### [WHAT TO WORK ON]
Transcribe the data exactly.

[Excerpts from a dataset]
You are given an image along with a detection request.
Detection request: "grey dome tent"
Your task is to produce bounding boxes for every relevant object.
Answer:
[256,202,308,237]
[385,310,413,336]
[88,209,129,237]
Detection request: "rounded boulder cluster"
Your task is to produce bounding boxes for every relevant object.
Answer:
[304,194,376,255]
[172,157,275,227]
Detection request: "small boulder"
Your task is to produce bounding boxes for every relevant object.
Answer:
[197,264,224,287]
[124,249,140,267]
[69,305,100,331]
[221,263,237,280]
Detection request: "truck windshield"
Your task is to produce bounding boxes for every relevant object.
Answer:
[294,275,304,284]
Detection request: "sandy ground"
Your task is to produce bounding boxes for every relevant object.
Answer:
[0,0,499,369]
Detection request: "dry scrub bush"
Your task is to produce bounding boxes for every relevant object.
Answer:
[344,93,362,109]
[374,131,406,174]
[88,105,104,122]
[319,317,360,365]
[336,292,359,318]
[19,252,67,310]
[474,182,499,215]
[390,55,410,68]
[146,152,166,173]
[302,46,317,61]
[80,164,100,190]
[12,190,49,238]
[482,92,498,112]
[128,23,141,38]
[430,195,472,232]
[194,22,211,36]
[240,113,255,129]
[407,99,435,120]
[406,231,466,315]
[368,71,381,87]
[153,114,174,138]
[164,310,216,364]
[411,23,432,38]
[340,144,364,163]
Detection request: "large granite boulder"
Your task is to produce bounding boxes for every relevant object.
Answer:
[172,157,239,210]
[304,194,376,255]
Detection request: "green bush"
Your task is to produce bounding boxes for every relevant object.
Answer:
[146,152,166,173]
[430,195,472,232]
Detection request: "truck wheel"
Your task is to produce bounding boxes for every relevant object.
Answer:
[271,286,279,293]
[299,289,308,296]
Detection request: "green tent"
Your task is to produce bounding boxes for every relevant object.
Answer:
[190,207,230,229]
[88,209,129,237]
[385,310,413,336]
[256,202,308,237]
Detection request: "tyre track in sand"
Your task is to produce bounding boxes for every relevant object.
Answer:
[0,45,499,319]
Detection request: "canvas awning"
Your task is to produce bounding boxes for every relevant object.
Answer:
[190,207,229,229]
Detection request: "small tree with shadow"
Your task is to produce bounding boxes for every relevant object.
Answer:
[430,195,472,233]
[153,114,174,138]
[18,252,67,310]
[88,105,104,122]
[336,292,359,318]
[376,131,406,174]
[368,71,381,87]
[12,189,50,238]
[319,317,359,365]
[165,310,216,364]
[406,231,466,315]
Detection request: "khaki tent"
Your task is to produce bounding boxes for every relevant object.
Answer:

### [RESULT OF THIS TASK]
You are given an image along with a detection request.
Detection request: "grey dome tent"
Your task is to produce bounding boxes for every relevant object.
Answer:
[256,202,308,237]
[385,310,413,336]
[88,209,129,237]
Detection request: "rounded boulder cluster"
Your task is to produce bounding boxes for every relevant object.
Answer:
[304,194,376,255]
[172,157,275,227]
Detection request: "small boulder"
Your task is to produce bounding boxes for every relevant object.
Answer:
[197,264,224,287]
[124,249,140,267]
[69,305,100,331]
[221,263,237,280]
Detection request: "truck windshield"
Your task is to produce bounding boxes for every relevant object.
Answer:
[294,275,304,284]
Detection request: "sandy ground"
Your task is to produce bounding boxes for every relevant object.
Answer:
[0,0,499,369]
Detection request: "dry scrub bush"
Your task is to produce bounding boxes for every relevant object.
Answer:
[344,93,362,109]
[374,131,406,174]
[88,105,104,122]
[319,317,360,365]
[336,292,359,318]
[19,252,67,310]
[474,182,499,215]
[390,55,410,68]
[146,152,166,173]
[302,46,317,61]
[80,164,100,190]
[12,190,49,238]
[482,92,498,112]
[128,23,141,38]
[430,195,472,232]
[194,22,211,36]
[240,113,255,129]
[407,99,435,120]
[406,231,466,315]
[368,71,381,87]
[153,114,174,138]
[164,310,216,364]
[411,23,432,38]
[340,144,364,163]
Detection request: "large granite boulder"
Your task is to produce bounding boxes for every relevant object.
Answer:
[172,157,239,210]
[304,194,376,255]
Detection request: "green bush"
Your task is to produce bounding boxes for every relevant object.
Answer:
[146,152,166,173]
[430,195,472,232]
Detection request: "truck wheel"
Your task is to produce bounding boxes for every relevant object.
Answer:
[271,286,279,293]
[299,289,308,296]
Detection request: "green tent"
Your task is to produce bounding boxes for every relevant object.
Answer:
[190,207,230,229]
[88,209,129,237]
[385,310,413,336]
[256,202,308,237]
Detection request: "tyre track in sand"
Your task is to produce bounding boxes for every relevant object.
Answer:
[0,45,499,319]
Detection request: "canvas awning"
Your task is to produce bounding boxes for every relevant object.
Answer:
[190,207,229,229]
Detection request: "small tree with shadow"
Your task is to produce bounding boxes for every relevant object.
Answer:
[430,195,472,233]
[153,114,174,138]
[18,252,67,310]
[88,105,104,122]
[336,292,359,318]
[376,131,406,174]
[368,71,381,87]
[12,189,50,238]
[319,317,359,365]
[165,310,216,364]
[406,231,466,315]
Detection request: "khaki tent"
Your task is to produce bounding boxes for every relevant object.
Answer:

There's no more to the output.